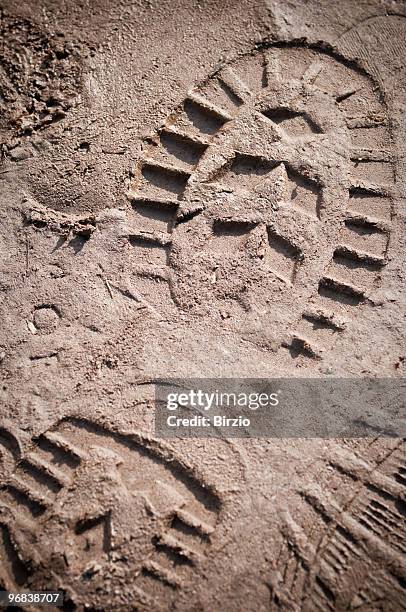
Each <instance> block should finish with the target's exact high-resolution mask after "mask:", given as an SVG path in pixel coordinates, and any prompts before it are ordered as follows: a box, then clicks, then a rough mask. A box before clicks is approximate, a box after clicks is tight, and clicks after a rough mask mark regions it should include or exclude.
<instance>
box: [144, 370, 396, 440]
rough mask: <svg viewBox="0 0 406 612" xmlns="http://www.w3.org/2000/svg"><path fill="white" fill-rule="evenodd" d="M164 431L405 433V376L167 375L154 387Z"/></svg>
mask: <svg viewBox="0 0 406 612" xmlns="http://www.w3.org/2000/svg"><path fill="white" fill-rule="evenodd" d="M155 431H156V434H157V435H158V436H159V437H163V438H175V437H176V438H179V437H181V438H185V437H187V438H189V437H195V438H206V437H223V438H234V437H244V438H339V437H343V438H352V437H357V438H358V437H371V438H376V437H379V436H380V437H395V438H403V437H406V379H404V378H380V379H376V378H374V379H369V378H363V379H359V378H358V379H349V378H328V379H321V378H311V379H309V378H307V379H305V378H292V379H290V378H273V379H236V378H235V379H234V378H233V379H231V378H227V379H199V378H195V379H193V378H191V379H167V380H161V381H159V382H158V383H156V386H155Z"/></svg>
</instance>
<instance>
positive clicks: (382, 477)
mask: <svg viewBox="0 0 406 612" xmlns="http://www.w3.org/2000/svg"><path fill="white" fill-rule="evenodd" d="M330 463H331V465H332V466H333V467H335V468H337V469H339V470H341V471H343V472H345V473H346V474H348V475H349V476H352V477H353V478H355V479H357V480H360V481H362V482H364V483H365V484H369V485H371V486H373V487H374V488H376V489H377V490H382V491H385V492H386V493H389V495H392V496H393V497H394V498H396V499H402V496H403V495H404V487H402V485H400V484H399V483H397V482H396V481H395V479H393V478H390V477H389V476H385V474H382V473H381V472H378V471H376V470H374V469H373V466H371V465H370V464H368V463H367V462H365V461H364V460H363V459H360V458H359V457H357V456H356V455H354V454H353V453H349V452H345V451H344V450H340V452H339V453H338V452H337V453H335V454H334V455H333V456H332V458H331V459H330Z"/></svg>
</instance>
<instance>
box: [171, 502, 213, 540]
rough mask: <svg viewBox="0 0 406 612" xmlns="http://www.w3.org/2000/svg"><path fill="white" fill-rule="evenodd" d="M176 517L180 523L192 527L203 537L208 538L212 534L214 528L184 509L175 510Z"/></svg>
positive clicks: (210, 525) (190, 512) (199, 517)
mask: <svg viewBox="0 0 406 612" xmlns="http://www.w3.org/2000/svg"><path fill="white" fill-rule="evenodd" d="M176 516H177V518H178V519H179V520H180V521H182V522H183V523H185V525H187V526H188V527H192V528H193V529H195V530H196V531H197V532H198V533H200V534H201V535H203V536H209V535H211V534H212V533H213V532H214V527H213V526H212V525H209V524H208V523H206V522H204V521H202V519H201V518H200V517H198V516H196V515H195V514H193V513H191V512H188V511H187V510H185V509H184V508H179V509H177V510H176Z"/></svg>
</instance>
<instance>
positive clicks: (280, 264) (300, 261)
mask: <svg viewBox="0 0 406 612" xmlns="http://www.w3.org/2000/svg"><path fill="white" fill-rule="evenodd" d="M267 235H268V246H269V250H268V251H267V253H266V255H265V260H264V263H265V265H267V266H269V268H270V269H271V270H272V272H273V273H274V274H275V275H276V276H277V277H278V278H280V279H281V280H283V281H284V282H285V283H288V284H292V283H294V281H295V278H296V275H297V273H298V269H299V266H300V263H301V261H302V259H303V257H302V253H301V251H300V249H299V248H298V247H297V246H296V245H294V244H292V242H291V241H290V240H287V239H286V238H283V237H282V236H280V235H279V234H277V233H276V232H274V231H273V230H272V229H271V228H270V227H267Z"/></svg>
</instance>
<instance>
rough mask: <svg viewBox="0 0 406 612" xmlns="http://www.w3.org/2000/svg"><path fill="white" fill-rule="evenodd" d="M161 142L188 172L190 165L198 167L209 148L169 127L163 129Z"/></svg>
mask: <svg viewBox="0 0 406 612" xmlns="http://www.w3.org/2000/svg"><path fill="white" fill-rule="evenodd" d="M160 144H161V145H162V147H163V148H164V150H165V151H166V153H167V154H168V155H169V156H170V157H171V158H174V159H175V160H176V161H177V162H178V163H180V164H181V169H182V170H185V168H186V172H187V171H188V170H189V169H190V167H192V168H195V167H196V165H197V164H198V162H199V160H200V158H201V157H202V155H203V153H204V152H205V150H206V148H207V145H206V144H203V143H202V142H201V141H198V140H196V139H194V138H191V137H190V136H187V135H185V134H180V133H179V132H175V131H172V130H168V129H163V130H162V131H161V134H160ZM171 167H173V166H171ZM177 169H178V168H177ZM179 169H180V168H179Z"/></svg>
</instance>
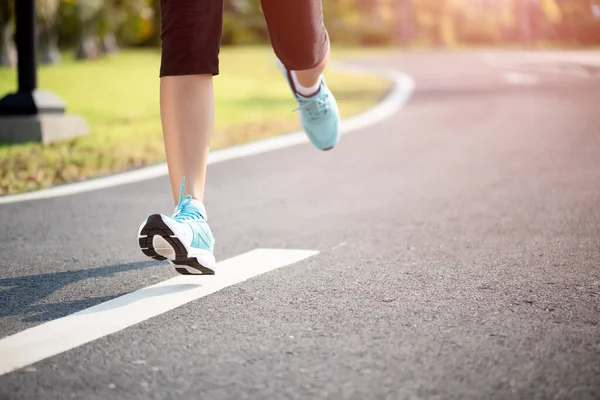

================

**Exercise**
Rewrite all of the records above as a numbered list, one line per item, leaving out blank lines and pictures.

**Exercise response**
1. Each <instance> block should finish with the target's exact high-resolution mask after "mask:", given as an SVG path in pixel coordinates, and any prompts before it are ordered as follows: a box, then clicks, then a rough mask. A box before clicks is approximate, a box after clicks is tight, and clicks after a rough mask mark regions it should include or exclude.
2. <instance>
3. box: [144, 370, 396, 440]
4. rough mask: <svg viewBox="0 0 406 612" xmlns="http://www.w3.org/2000/svg"><path fill="white" fill-rule="evenodd" d="M164 431L405 433V376L167 375L154 387Z"/></svg>
5. mask: <svg viewBox="0 0 406 612" xmlns="http://www.w3.org/2000/svg"><path fill="white" fill-rule="evenodd" d="M155 431H156V434H157V435H158V436H159V437H163V438H175V437H176V438H179V437H181V438H185V437H187V438H189V437H195V438H206V437H223V438H234V437H244V438H339V437H343V438H352V437H357V438H358V437H371V438H376V437H379V436H380V437H395V438H403V437H406V379H404V378H380V379H376V378H374V379H369V378H363V379H359V378H358V379H349V378H328V379H321V378H311V379H309V378H307V379H305V378H292V379H290V378H273V379H236V378H235V379H234V378H233V379H231V378H227V379H199V378H195V379H193V378H191V379H167V380H161V381H159V382H158V383H156V386H155Z"/></svg>
6. </instance>
7. <instance>
8. positive clicks: (382, 477)
9. mask: <svg viewBox="0 0 406 612" xmlns="http://www.w3.org/2000/svg"><path fill="white" fill-rule="evenodd" d="M330 463H331V465H332V466H333V467H335V468H337V469H339V470H341V471H343V472H345V473H346V474H348V475H349V476H352V477H353V478H355V479H357V480H360V481H362V482H364V483H365V484H369V485H371V486H373V487H374V488H376V489H377V490H382V491H385V492H386V493H389V495H392V496H393V497H394V498H396V499H402V496H403V495H404V487H402V485H400V484H399V483H397V482H396V481H395V479H393V478H390V477H389V476H385V474H382V473H381V472H378V471H376V470H374V469H373V466H371V465H370V464H368V463H367V462H365V461H364V460H363V459H360V458H359V457H357V456H356V455H354V454H353V453H349V452H345V451H344V450H340V452H339V453H338V452H337V453H335V454H334V455H333V456H332V458H331V459H330Z"/></svg>
10. </instance>
11. <instance>
12. box: [171, 502, 213, 540]
13. rough mask: <svg viewBox="0 0 406 612" xmlns="http://www.w3.org/2000/svg"><path fill="white" fill-rule="evenodd" d="M176 517L180 523L192 527L203 537L208 538L212 534L214 528L184 509L175 510Z"/></svg>
14. positive clicks: (210, 525) (190, 512) (199, 517)
15. mask: <svg viewBox="0 0 406 612" xmlns="http://www.w3.org/2000/svg"><path fill="white" fill-rule="evenodd" d="M176 516H177V518H178V519H179V520H180V521H182V522H183V523H185V525H187V526H188V527H192V528H193V529H195V530H196V531H197V532H198V533H200V534H201V535H203V536H209V535H211V534H212V533H213V532H214V527H213V526H212V525H209V524H208V523H206V522H204V521H202V519H201V518H200V517H198V516H196V515H195V514H193V513H191V512H188V511H187V510H185V509H184V508H179V509H177V510H176Z"/></svg>
16. </instance>
17. <instance>
18. positive clicks: (280, 264) (300, 261)
19. mask: <svg viewBox="0 0 406 612" xmlns="http://www.w3.org/2000/svg"><path fill="white" fill-rule="evenodd" d="M267 235H268V246H269V250H268V251H267V253H266V255H265V260H264V263H265V265H267V266H269V268H270V269H271V270H272V272H273V273H274V274H275V275H276V276H277V277H278V278H280V279H281V280H283V281H284V282H285V283H288V284H292V283H294V281H295V278H296V275H297V273H298V269H299V266H300V263H301V261H302V259H303V257H302V253H301V251H300V249H299V248H298V247H297V246H296V245H294V244H292V242H291V241H290V240H287V239H286V238H283V237H282V236H280V235H279V234H277V233H276V232H274V231H273V230H272V229H271V228H270V227H267Z"/></svg>
20. </instance>
21. <instance>
22. rough mask: <svg viewBox="0 0 406 612" xmlns="http://www.w3.org/2000/svg"><path fill="white" fill-rule="evenodd" d="M161 142L188 172L190 165L198 167L209 148L169 127L163 129Z"/></svg>
23. mask: <svg viewBox="0 0 406 612" xmlns="http://www.w3.org/2000/svg"><path fill="white" fill-rule="evenodd" d="M160 144H161V145H162V147H163V148H164V150H165V151H166V153H167V154H168V155H169V156H170V157H171V158H174V159H175V160H176V161H177V162H178V163H180V164H181V169H182V170H185V168H186V172H187V171H188V170H189V169H190V167H192V168H195V167H196V165H197V164H198V162H199V160H200V158H201V157H202V155H203V153H204V152H205V150H206V148H207V145H206V144H203V143H202V142H201V141H198V140H196V139H194V138H191V137H190V136H187V135H185V134H180V133H179V132H175V131H172V130H168V129H163V130H162V131H161V134H160ZM171 167H173V166H171ZM177 169H178V168H177ZM179 169H180V168H179Z"/></svg>
24. </instance>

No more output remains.